━━ Input for this task

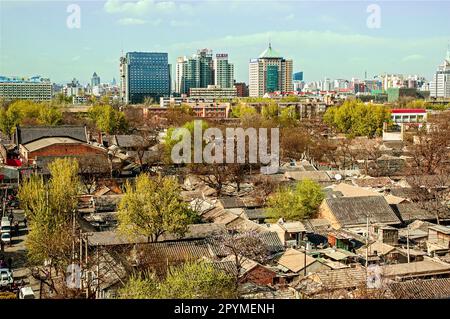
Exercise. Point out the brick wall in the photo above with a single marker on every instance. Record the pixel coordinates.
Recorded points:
(259, 275)
(65, 150)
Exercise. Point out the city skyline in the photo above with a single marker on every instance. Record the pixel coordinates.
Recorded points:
(324, 39)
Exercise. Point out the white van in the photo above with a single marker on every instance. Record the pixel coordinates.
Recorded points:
(26, 293)
(5, 226)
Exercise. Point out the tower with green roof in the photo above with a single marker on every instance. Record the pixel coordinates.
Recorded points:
(270, 72)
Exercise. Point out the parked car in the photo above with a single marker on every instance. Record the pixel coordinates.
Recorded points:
(26, 293)
(5, 226)
(6, 277)
(6, 238)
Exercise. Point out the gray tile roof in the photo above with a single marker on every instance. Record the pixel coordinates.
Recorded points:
(25, 135)
(421, 289)
(355, 210)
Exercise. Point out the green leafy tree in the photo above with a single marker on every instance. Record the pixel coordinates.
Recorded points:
(169, 141)
(192, 280)
(358, 119)
(49, 208)
(242, 110)
(107, 119)
(270, 111)
(140, 286)
(50, 115)
(153, 207)
(295, 203)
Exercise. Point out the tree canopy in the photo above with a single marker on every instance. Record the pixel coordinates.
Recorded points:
(295, 203)
(192, 280)
(49, 207)
(107, 119)
(28, 113)
(153, 207)
(358, 119)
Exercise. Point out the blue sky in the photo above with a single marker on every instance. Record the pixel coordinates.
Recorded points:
(324, 38)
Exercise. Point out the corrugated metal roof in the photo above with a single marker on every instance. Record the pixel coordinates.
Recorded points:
(45, 142)
(355, 210)
(421, 289)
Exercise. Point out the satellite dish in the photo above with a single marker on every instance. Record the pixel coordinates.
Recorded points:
(374, 280)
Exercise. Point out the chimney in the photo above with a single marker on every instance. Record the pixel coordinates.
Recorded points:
(100, 138)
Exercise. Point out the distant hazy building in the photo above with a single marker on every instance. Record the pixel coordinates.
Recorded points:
(95, 80)
(440, 85)
(212, 92)
(223, 71)
(241, 89)
(74, 88)
(268, 73)
(298, 76)
(144, 74)
(35, 88)
(201, 70)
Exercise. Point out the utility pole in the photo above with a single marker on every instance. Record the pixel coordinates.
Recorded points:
(367, 242)
(407, 243)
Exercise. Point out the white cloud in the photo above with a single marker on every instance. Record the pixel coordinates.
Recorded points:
(180, 23)
(139, 8)
(131, 21)
(413, 57)
(290, 17)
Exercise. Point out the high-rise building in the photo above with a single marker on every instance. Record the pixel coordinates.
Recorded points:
(268, 73)
(440, 85)
(241, 89)
(298, 76)
(95, 80)
(194, 72)
(35, 88)
(144, 74)
(223, 71)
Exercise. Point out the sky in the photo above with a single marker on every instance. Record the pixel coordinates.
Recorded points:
(335, 39)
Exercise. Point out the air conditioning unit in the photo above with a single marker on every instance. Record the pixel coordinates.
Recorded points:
(291, 243)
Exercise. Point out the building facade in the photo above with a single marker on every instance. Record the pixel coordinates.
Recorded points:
(223, 71)
(440, 85)
(35, 88)
(212, 92)
(144, 74)
(241, 89)
(202, 70)
(269, 73)
(95, 80)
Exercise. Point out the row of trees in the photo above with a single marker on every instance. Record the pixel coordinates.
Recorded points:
(192, 280)
(25, 112)
(355, 118)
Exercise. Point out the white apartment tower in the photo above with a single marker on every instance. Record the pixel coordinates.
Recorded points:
(223, 71)
(180, 70)
(270, 72)
(440, 85)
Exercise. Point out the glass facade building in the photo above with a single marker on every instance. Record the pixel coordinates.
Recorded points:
(145, 74)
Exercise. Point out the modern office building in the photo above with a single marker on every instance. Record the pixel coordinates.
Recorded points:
(223, 71)
(201, 70)
(73, 88)
(212, 93)
(34, 88)
(241, 89)
(95, 80)
(268, 73)
(440, 84)
(298, 76)
(144, 74)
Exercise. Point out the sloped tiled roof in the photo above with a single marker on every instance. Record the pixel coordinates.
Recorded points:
(294, 260)
(25, 135)
(421, 289)
(354, 210)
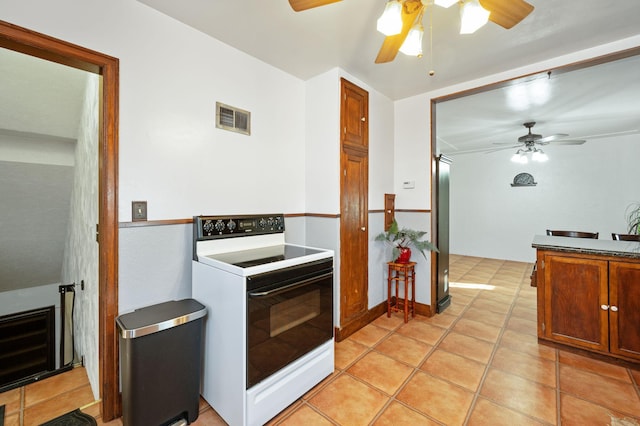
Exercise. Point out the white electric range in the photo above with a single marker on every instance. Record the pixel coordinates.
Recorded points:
(269, 331)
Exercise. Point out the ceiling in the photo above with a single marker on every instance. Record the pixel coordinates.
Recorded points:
(344, 35)
(586, 104)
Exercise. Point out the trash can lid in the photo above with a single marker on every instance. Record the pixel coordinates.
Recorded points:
(152, 319)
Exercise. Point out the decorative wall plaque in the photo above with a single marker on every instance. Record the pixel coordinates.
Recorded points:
(523, 179)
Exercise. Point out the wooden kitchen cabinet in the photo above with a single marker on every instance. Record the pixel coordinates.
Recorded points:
(574, 290)
(589, 300)
(624, 310)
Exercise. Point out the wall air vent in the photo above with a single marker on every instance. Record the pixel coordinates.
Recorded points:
(234, 119)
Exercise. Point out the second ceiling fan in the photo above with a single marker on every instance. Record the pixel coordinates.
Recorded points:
(505, 13)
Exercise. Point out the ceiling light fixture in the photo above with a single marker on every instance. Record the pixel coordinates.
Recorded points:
(473, 16)
(390, 22)
(537, 155)
(445, 3)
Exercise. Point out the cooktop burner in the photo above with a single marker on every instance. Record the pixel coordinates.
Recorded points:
(263, 255)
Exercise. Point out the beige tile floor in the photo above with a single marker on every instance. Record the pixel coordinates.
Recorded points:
(477, 363)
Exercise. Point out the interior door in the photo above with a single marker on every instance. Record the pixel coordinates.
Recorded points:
(443, 166)
(354, 183)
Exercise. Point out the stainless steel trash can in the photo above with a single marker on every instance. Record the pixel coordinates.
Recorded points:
(161, 362)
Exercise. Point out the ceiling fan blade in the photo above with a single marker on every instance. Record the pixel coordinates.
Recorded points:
(300, 5)
(569, 142)
(550, 138)
(487, 151)
(507, 13)
(391, 44)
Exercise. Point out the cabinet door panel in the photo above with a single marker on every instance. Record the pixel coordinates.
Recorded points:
(624, 283)
(576, 288)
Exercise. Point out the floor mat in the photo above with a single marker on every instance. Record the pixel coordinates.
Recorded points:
(74, 418)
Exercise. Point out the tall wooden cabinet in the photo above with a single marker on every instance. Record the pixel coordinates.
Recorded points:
(590, 301)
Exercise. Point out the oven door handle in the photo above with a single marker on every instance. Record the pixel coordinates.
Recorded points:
(279, 290)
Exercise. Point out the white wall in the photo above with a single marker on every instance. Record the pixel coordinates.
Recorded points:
(580, 188)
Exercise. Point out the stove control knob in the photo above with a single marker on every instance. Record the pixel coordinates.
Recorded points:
(207, 226)
(279, 222)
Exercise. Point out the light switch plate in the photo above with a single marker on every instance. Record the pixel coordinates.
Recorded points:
(138, 210)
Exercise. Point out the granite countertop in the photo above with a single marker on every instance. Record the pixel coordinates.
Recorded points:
(627, 249)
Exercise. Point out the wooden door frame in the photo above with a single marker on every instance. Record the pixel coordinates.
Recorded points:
(39, 45)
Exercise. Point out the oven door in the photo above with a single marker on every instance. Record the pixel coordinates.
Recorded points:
(289, 313)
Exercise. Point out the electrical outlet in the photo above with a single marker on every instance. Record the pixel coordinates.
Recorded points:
(138, 210)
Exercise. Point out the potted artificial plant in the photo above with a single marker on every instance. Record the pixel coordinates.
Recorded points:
(633, 218)
(401, 240)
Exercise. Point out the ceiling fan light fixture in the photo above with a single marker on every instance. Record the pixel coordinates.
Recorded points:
(472, 16)
(520, 157)
(445, 3)
(390, 22)
(412, 46)
(539, 156)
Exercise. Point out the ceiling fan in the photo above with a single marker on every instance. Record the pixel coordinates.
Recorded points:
(505, 13)
(528, 144)
(530, 140)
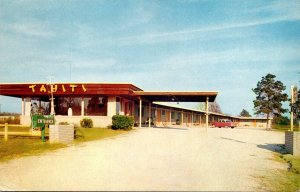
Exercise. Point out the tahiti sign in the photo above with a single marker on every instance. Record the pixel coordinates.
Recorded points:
(44, 88)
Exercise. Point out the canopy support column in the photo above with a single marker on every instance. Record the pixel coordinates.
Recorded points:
(149, 114)
(140, 114)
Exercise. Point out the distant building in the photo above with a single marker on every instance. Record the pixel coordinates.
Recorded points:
(100, 101)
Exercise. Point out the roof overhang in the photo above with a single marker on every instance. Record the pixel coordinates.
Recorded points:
(66, 89)
(177, 96)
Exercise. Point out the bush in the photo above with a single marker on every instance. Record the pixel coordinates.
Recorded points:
(122, 122)
(63, 123)
(86, 123)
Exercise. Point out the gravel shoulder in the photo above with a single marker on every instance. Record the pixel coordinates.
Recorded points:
(152, 159)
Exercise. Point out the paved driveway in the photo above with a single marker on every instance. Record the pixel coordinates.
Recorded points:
(152, 159)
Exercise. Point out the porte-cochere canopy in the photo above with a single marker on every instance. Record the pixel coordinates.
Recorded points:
(22, 90)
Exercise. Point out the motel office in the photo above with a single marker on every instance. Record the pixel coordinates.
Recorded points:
(100, 101)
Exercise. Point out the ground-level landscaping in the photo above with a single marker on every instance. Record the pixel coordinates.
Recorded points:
(282, 180)
(153, 159)
(18, 146)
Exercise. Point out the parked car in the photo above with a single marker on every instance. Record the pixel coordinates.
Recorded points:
(225, 123)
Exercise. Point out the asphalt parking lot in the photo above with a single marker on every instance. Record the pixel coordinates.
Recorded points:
(152, 159)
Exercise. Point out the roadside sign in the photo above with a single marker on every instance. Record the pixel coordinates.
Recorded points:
(40, 121)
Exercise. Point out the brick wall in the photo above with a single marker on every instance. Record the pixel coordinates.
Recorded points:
(292, 142)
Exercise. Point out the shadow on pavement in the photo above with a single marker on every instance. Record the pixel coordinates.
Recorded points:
(177, 128)
(278, 148)
(233, 140)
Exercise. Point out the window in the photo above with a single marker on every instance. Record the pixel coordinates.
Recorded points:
(62, 104)
(95, 106)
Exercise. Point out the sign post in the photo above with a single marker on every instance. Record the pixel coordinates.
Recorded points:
(293, 100)
(41, 122)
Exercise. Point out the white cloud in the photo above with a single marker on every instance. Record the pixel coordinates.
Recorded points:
(29, 27)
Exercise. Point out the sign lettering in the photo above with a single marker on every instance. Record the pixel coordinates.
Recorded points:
(44, 88)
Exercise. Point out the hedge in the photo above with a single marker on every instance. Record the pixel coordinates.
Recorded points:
(122, 122)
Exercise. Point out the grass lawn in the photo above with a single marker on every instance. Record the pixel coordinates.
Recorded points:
(278, 127)
(23, 146)
(283, 180)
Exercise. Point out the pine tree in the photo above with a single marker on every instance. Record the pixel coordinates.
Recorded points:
(269, 97)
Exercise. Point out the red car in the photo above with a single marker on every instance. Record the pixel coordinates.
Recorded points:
(224, 123)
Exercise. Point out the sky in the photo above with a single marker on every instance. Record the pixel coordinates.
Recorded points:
(168, 45)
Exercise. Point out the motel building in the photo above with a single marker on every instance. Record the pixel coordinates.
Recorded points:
(70, 102)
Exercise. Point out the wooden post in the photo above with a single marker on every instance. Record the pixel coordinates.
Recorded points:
(5, 131)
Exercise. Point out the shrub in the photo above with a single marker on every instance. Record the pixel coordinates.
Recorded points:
(63, 123)
(86, 123)
(122, 122)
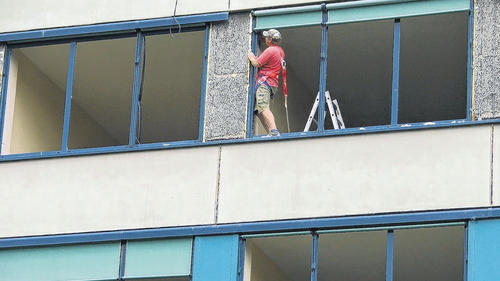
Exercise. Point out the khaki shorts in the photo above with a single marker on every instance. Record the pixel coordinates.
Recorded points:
(263, 98)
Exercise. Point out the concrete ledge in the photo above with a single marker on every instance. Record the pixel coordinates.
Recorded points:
(393, 172)
(108, 192)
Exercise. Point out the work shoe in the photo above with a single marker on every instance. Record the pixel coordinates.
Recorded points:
(274, 133)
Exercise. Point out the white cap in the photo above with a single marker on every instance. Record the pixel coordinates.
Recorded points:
(273, 34)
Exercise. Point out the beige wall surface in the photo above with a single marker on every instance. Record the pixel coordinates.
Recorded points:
(108, 192)
(36, 111)
(496, 166)
(358, 174)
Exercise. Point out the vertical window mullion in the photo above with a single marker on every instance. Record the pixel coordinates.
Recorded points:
(470, 44)
(123, 255)
(390, 256)
(3, 92)
(204, 81)
(251, 79)
(395, 72)
(466, 250)
(323, 67)
(314, 257)
(135, 91)
(241, 259)
(69, 96)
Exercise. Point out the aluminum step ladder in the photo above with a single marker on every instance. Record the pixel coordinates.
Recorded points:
(333, 108)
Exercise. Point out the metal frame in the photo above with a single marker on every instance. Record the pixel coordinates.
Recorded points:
(204, 79)
(135, 92)
(323, 68)
(110, 28)
(389, 256)
(470, 50)
(69, 96)
(251, 82)
(363, 221)
(316, 235)
(123, 259)
(396, 58)
(3, 92)
(249, 137)
(395, 72)
(120, 30)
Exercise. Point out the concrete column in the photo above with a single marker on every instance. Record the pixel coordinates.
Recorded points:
(227, 85)
(486, 59)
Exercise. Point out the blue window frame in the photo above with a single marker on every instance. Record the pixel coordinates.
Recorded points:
(110, 60)
(402, 101)
(410, 252)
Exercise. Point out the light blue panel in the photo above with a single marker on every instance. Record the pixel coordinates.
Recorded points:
(484, 250)
(396, 10)
(58, 263)
(158, 258)
(215, 258)
(288, 20)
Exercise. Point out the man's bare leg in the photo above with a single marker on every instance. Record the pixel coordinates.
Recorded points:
(267, 119)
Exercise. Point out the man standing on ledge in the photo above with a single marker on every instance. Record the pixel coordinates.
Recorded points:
(270, 65)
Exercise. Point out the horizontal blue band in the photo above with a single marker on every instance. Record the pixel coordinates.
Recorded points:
(106, 28)
(257, 227)
(284, 136)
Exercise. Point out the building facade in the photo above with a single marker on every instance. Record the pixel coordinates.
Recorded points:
(129, 148)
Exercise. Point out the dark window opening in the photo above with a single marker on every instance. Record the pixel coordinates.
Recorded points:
(433, 68)
(359, 72)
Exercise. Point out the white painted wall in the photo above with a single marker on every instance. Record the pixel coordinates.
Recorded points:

━━━━

# [Problem]
All lines from the beginning of the material above through the line holding "Exercise. Point out the green" are to be given again exactly, and no others; pictures do not go in.

# [Exercise answer]
Exercise. Point out the brick wall in the photo above with a single marker on every instance. Record the pixel coordinates.
Recorded points:
(259, 275)
(65, 150)
Exercise. Point out the city skyline in the photo above with a single marker on every instance. Record the pixel coordinates.
Recorded points:
(324, 39)
Exercise. Point out the white van in the photo above with a single marker on every instance. Record the pixel coordinates.
Recorded points:
(26, 293)
(5, 226)
Exercise. Point out the tower with green roof in the photo above with a single marker on every instance. Record the pixel coordinates.
Recorded points:
(270, 72)
Exercise. Point out the parked car in the photo above with a single marker on every instance. Record the pixel coordinates.
Recorded points:
(26, 293)
(5, 226)
(6, 277)
(6, 238)
Exercise. Point out the gray tile roof in the photo above with a single marker on every instance. Record the pixel coordinates.
Recorded points:
(25, 135)
(421, 289)
(355, 210)
Exercise. Point out the green leafy tree in the photo above with a single marker on every instance. Record the pixel coordinates.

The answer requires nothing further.